● Selected text:
────────────────

Streaming tables support incremental processing, efficiently handling new data without reprocessing the entire dataset. - Materialized views (weekly_stats, top_n): These are precomputed views that store the result. They’re updated automatically when the underlying data changes.
When using serverless compute, materialized views support incremental updates. This means the system aims to process only the changed data, which can significantly improve pipeline efficiency. Full reprocessing only occurs when necessary.
Materialized views are ideal for complex aggregations or joins that you want to compute ahead of time to speed up querying or improve dashboard performance.

────────────────

[Labeled-object pointing rows]
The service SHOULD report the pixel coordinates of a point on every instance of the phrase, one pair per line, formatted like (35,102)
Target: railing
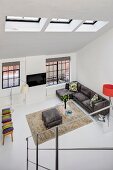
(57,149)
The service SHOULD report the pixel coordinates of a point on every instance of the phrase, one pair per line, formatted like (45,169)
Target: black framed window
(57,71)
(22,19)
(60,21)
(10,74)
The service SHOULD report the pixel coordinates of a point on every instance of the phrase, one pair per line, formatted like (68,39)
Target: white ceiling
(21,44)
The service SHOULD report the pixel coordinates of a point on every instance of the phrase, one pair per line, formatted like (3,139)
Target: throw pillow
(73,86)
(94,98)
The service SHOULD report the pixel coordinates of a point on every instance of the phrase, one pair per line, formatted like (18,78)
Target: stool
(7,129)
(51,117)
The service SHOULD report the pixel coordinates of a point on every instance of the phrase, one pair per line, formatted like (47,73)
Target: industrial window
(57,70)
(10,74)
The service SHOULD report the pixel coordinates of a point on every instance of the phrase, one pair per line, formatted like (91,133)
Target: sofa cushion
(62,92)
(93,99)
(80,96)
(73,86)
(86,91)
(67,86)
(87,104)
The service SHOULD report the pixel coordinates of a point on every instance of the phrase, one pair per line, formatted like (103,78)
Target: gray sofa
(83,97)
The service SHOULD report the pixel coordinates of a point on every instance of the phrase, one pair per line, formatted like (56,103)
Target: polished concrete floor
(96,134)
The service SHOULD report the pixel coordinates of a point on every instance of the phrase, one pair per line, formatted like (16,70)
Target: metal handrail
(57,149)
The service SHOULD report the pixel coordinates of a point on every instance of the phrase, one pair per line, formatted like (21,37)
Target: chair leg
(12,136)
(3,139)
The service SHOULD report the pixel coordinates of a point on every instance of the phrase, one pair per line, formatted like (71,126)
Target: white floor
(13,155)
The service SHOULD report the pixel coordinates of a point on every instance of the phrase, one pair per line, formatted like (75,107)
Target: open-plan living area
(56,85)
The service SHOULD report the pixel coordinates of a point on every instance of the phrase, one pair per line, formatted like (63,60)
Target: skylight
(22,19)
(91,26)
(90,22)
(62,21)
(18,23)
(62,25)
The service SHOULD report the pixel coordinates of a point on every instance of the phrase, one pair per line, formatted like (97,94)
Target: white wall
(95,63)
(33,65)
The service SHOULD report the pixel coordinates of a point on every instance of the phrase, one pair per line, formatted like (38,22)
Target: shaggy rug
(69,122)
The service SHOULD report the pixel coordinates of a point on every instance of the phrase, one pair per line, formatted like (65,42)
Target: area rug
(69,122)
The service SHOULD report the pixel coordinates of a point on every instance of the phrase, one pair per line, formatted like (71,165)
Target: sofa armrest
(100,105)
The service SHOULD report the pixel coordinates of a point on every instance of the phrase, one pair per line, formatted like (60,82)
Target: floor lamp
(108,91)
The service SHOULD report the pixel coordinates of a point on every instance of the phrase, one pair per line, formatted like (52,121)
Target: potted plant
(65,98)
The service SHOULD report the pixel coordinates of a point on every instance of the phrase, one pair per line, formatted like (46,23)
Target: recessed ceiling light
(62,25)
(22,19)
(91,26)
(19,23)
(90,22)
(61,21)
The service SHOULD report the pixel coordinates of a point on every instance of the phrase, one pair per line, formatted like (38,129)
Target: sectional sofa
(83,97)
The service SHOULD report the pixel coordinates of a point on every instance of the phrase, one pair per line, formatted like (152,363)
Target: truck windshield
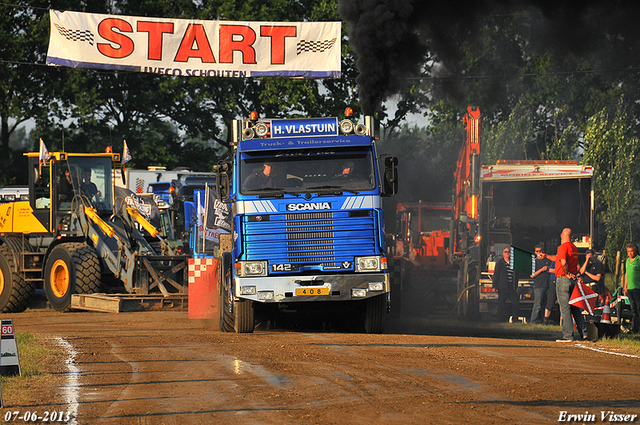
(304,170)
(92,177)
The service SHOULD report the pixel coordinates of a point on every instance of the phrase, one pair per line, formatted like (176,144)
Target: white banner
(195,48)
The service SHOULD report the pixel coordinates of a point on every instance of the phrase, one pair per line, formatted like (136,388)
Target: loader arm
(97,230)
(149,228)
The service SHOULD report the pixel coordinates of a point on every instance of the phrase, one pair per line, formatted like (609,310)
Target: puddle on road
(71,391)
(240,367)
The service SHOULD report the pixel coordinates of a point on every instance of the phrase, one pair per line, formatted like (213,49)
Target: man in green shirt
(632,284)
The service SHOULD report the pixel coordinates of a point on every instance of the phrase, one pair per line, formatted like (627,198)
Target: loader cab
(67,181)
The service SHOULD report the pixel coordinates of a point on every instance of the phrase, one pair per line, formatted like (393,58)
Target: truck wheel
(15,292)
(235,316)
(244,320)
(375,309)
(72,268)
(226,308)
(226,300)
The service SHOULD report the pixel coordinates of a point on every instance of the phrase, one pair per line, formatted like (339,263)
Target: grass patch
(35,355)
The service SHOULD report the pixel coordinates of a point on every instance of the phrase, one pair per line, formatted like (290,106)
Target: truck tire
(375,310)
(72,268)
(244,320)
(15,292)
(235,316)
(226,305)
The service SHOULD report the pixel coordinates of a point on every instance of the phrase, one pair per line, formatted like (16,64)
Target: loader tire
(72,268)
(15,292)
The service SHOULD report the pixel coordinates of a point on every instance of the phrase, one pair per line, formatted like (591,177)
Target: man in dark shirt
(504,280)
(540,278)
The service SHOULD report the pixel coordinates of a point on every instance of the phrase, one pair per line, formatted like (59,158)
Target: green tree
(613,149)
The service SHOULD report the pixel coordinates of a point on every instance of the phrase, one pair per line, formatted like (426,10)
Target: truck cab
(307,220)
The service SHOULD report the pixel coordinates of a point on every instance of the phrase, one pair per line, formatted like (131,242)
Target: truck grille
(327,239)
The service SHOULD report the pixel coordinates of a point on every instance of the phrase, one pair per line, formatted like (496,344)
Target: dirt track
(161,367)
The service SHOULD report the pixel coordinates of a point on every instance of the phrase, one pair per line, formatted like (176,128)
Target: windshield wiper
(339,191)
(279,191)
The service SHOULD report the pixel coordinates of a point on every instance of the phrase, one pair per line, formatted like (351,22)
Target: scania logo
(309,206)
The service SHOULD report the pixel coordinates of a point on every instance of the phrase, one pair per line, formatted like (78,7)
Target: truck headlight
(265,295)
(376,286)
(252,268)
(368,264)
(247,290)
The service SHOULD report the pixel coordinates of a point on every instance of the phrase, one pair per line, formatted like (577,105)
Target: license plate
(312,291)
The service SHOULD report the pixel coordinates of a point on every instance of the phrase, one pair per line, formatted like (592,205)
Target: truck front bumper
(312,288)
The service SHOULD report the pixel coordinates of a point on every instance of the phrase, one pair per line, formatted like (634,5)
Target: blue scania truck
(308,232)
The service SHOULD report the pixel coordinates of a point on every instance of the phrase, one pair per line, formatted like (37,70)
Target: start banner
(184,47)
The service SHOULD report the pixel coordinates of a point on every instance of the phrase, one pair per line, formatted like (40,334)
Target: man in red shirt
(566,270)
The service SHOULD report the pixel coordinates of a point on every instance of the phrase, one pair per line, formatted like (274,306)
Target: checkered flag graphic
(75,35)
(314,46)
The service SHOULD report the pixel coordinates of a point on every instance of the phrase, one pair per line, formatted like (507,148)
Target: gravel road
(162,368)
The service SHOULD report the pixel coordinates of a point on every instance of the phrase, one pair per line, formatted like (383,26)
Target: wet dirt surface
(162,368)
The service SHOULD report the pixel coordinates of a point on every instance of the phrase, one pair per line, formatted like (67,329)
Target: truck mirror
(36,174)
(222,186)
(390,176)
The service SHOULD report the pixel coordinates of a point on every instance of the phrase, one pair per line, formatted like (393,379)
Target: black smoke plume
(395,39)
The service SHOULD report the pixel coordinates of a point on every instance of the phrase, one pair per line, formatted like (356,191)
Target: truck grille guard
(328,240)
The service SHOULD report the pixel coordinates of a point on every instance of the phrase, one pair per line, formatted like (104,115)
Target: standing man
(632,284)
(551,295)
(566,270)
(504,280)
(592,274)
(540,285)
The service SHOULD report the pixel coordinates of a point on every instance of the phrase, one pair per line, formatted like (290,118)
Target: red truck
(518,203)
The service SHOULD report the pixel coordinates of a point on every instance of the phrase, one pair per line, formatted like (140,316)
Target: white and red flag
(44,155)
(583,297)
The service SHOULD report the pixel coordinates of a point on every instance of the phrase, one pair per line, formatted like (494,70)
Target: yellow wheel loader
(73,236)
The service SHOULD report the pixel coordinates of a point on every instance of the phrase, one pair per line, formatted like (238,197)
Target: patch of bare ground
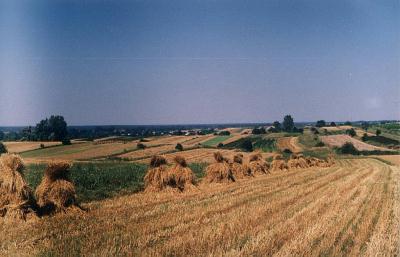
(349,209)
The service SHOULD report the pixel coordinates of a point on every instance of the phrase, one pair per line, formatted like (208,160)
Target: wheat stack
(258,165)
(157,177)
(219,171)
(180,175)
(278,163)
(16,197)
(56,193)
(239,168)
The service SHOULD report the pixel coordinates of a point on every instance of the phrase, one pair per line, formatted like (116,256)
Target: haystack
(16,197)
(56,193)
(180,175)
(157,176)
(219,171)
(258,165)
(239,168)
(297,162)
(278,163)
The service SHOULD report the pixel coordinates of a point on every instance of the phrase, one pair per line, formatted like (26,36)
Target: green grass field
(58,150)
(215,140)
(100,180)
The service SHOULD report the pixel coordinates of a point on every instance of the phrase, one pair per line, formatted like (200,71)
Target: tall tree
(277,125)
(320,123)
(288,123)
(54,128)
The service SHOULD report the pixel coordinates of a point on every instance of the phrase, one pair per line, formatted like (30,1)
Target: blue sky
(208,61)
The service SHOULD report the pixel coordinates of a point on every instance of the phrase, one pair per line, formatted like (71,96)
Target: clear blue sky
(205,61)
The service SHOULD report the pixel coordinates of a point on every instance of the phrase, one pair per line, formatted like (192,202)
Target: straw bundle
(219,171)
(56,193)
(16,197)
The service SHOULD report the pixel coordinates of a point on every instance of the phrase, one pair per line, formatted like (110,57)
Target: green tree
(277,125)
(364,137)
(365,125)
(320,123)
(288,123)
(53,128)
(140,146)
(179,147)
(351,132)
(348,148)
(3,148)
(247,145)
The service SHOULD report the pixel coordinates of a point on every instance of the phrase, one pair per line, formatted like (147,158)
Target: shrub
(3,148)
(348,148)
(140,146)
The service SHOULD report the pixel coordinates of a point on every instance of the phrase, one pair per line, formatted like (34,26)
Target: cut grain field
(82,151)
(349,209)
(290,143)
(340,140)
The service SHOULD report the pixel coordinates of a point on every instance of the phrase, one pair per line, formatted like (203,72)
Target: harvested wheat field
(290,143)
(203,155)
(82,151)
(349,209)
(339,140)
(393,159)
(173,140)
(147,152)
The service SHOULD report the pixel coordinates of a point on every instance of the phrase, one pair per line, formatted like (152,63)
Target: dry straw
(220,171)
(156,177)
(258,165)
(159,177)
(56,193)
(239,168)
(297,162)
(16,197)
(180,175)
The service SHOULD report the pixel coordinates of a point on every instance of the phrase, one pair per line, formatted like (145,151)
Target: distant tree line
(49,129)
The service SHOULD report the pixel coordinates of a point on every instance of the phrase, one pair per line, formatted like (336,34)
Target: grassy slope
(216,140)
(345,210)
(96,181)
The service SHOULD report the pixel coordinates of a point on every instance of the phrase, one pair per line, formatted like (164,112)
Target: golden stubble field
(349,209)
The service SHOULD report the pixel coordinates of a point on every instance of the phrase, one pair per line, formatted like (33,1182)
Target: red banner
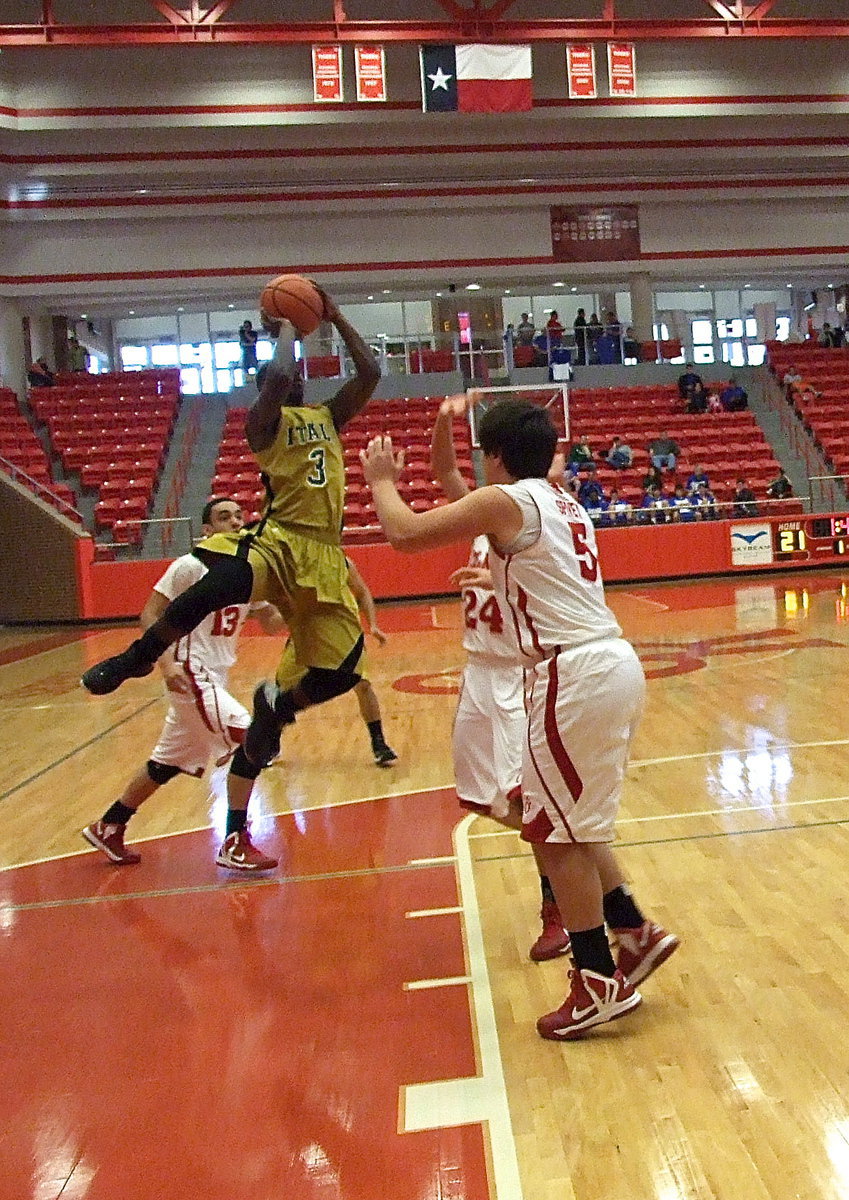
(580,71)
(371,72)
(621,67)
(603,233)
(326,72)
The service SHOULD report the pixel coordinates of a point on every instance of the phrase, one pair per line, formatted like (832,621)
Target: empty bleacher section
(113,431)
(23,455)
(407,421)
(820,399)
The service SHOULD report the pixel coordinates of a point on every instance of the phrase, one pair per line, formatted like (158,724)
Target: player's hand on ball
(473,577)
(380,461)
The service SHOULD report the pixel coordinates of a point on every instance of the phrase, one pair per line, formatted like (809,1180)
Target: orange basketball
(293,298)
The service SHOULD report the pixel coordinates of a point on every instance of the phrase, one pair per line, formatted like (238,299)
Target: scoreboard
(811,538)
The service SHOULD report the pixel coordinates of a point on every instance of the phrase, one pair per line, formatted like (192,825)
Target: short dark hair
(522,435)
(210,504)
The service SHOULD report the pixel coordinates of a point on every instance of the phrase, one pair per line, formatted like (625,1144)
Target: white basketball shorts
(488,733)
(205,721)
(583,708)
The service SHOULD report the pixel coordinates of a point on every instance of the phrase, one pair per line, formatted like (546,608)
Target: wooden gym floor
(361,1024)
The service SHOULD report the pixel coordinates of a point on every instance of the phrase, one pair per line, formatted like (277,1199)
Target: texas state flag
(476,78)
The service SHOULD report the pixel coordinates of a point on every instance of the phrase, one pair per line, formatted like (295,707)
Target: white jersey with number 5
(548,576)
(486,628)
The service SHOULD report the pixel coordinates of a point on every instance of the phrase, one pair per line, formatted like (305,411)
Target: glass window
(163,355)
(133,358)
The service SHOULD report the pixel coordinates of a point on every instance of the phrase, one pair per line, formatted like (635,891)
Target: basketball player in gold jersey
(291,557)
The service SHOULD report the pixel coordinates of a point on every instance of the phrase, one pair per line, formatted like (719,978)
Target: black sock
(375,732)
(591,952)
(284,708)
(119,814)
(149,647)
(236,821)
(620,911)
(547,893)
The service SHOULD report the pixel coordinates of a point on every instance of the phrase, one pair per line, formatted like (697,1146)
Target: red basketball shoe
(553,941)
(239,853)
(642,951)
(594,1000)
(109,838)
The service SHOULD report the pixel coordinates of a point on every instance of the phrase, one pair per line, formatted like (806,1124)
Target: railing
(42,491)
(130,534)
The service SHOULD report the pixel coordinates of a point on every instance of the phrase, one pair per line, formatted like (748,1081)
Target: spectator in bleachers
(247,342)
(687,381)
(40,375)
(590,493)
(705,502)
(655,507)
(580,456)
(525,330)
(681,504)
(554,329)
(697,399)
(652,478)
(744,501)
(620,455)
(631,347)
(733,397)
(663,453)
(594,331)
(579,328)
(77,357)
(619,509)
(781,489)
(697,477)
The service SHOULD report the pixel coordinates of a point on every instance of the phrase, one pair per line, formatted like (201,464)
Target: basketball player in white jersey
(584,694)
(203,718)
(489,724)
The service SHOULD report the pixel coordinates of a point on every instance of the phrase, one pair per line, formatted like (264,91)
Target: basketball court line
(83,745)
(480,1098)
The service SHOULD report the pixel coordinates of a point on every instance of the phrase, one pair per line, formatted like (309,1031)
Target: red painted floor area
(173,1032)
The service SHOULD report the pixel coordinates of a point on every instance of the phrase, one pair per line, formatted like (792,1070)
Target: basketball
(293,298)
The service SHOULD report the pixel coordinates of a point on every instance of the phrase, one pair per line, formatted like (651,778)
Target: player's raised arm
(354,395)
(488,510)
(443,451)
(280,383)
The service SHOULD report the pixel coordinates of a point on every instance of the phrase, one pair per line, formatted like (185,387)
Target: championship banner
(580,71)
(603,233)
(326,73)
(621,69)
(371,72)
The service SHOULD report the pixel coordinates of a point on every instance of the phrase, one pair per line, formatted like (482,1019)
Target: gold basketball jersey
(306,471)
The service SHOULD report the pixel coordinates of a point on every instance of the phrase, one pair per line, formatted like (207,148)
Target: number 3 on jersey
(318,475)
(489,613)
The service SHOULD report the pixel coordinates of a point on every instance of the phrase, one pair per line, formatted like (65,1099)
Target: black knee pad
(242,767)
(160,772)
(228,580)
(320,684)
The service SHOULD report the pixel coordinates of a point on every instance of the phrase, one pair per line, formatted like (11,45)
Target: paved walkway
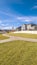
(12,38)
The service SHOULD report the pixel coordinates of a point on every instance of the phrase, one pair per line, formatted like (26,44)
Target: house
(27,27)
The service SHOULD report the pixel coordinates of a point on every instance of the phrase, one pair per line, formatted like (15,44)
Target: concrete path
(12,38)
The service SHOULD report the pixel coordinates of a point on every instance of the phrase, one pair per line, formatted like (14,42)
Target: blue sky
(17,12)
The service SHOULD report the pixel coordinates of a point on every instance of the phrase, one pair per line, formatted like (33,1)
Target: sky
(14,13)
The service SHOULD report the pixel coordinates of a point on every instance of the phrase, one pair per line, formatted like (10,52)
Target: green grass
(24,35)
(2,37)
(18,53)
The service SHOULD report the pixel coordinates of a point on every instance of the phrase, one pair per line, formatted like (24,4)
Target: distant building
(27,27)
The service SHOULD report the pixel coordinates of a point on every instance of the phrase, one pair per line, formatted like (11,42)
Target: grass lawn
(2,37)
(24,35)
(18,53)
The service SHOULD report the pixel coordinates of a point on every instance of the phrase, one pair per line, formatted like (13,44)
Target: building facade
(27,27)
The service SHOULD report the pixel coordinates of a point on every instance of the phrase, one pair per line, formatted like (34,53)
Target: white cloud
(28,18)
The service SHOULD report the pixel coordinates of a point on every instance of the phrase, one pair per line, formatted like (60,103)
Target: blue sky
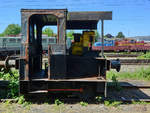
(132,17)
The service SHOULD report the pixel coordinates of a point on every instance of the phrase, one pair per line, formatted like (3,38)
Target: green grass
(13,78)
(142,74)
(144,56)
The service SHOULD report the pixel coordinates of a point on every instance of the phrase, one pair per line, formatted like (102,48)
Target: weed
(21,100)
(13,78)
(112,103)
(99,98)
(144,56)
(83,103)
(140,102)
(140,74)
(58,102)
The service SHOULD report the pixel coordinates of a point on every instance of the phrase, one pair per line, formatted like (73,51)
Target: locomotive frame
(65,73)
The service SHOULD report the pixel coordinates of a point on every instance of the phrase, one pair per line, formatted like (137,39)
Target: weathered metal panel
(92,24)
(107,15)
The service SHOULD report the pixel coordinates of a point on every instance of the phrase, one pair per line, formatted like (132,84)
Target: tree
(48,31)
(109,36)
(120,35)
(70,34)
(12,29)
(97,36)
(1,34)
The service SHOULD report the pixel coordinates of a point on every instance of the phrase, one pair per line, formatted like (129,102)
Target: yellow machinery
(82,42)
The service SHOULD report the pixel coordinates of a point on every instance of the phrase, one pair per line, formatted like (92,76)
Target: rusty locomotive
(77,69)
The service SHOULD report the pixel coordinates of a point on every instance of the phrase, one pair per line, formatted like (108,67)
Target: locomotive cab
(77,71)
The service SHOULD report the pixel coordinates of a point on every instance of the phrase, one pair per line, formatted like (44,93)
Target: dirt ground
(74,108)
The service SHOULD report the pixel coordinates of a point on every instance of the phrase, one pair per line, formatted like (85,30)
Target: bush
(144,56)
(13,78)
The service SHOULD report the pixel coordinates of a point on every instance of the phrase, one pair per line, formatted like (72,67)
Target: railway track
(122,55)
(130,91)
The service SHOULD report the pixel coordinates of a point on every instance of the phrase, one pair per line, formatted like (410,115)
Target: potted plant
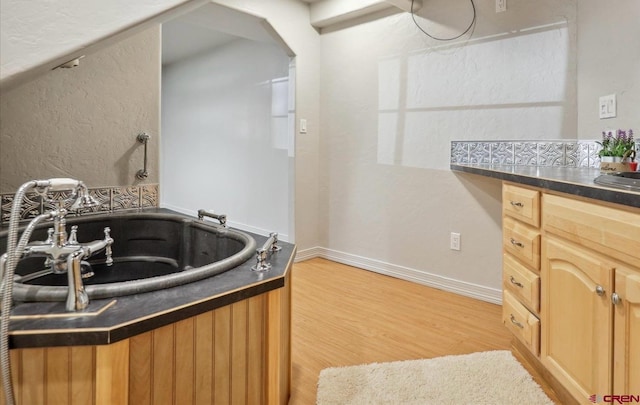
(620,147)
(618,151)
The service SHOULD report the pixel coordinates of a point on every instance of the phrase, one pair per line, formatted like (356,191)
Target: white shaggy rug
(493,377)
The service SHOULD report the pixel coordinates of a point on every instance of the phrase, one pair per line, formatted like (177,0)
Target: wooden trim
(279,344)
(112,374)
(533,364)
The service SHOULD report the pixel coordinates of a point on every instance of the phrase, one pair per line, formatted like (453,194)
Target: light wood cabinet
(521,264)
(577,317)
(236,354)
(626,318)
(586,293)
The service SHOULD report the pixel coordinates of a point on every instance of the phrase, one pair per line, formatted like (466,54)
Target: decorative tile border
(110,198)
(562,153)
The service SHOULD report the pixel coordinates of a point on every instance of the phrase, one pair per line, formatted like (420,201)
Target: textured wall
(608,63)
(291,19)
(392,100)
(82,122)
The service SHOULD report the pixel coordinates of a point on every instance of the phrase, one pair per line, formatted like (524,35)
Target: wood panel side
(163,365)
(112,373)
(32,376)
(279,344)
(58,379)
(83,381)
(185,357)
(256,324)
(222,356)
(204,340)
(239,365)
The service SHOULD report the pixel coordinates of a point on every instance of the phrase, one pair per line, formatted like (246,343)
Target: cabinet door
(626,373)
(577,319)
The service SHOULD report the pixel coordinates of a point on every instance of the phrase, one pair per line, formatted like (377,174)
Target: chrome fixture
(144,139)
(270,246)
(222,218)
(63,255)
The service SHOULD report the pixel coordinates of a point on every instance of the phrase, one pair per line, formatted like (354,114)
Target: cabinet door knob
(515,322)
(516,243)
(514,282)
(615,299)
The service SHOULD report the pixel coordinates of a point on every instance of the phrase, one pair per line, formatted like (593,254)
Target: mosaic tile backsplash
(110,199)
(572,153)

────────────────

● Set of tasks:
**1)** In the passage on streaming tables and materialized views, which kind of compute lets materialized views support incremental updates?
**2)** Go on with the passage on streaming tables and materialized views, picking up after its last sentence.
The rows have no role in any of this.

● Answers to the problems:
**1)** Serverless compute.

**2)**
Data Quality Expectations
Expectations are a way to define data quality rules directly in your pipeline. Expectations filter out problematic data before it reaches your tables. In our example, we have one expectation:
CONSTRAINT valid_distance EXPECT (trip_distance > 0.0) ON VIOLATION DROP ROW
This expectation is applied to the taxi_raw_records table. It ensures that only records with a positive trip distance are included in the table. Any rows violating this constraint are dropped (DROP action). Alternatively, they could be retained with a warning (WARN action), or the pipeline could be set to fail if any violations occur (FAIL action), depending on how strictly you want to enforce this data quality rule.
Data quality is more than just a keyword in a pipeline definition. The Databricks Data Intelligence Platform ensures data quality at three distinct levels:
- Architectural level: The medallion architecture (MA) ensures data quality by progressively refining data through Bronze, Silver and Gold layers, each with increasing levels of cleansing and validation.
- Code level: Data quality constraints, implemented as DLT expectations, prevent bad data from flowing into our tables. You can add more expectations at each layer for progressively stricter data quality controls.
- Transactional level: The underlying Delta Lake format ensures data quality through ACID (atomicity, consistency, isolation, durability) transactions, guaranteeing data integrity even in case of failures or concurrent operations.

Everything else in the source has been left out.